[Aim of the task] Filter the entries for lines with the word "tree".

[Region pointing data]
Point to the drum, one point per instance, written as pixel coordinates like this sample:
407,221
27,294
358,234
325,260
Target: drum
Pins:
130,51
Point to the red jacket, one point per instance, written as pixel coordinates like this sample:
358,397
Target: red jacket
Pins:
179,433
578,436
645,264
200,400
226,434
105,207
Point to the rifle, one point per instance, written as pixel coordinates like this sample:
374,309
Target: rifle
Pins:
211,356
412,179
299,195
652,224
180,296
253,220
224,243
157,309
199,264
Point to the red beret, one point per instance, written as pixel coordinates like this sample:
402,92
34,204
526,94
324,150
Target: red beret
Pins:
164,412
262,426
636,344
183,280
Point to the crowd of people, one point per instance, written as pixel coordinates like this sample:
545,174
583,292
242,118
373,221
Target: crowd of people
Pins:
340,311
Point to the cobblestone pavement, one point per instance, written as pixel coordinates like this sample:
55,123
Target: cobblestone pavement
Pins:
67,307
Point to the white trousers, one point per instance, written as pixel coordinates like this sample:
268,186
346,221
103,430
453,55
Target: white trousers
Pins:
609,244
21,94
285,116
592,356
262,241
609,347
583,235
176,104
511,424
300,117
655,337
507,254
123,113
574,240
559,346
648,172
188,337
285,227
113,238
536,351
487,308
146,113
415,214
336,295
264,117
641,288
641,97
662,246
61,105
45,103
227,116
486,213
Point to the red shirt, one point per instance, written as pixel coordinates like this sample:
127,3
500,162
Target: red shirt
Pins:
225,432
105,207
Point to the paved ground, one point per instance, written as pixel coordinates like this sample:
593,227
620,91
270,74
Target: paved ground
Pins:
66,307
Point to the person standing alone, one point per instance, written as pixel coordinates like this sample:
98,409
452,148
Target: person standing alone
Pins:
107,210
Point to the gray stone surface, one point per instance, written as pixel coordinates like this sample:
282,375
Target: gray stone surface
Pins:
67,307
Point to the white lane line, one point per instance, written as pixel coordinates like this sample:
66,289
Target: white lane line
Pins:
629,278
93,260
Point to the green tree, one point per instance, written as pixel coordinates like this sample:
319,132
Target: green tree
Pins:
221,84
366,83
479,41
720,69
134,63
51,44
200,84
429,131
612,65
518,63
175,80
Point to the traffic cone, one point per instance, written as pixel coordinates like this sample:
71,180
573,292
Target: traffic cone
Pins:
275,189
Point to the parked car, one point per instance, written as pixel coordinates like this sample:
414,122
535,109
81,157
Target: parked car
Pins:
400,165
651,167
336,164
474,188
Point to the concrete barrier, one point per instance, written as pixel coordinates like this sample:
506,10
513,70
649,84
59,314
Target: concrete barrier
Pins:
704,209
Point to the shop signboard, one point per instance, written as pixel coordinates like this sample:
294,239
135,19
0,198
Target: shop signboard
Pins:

[Written solution]
Point to the green tree, one point per instance, written as pixel coordinates like this sample:
Target: green tree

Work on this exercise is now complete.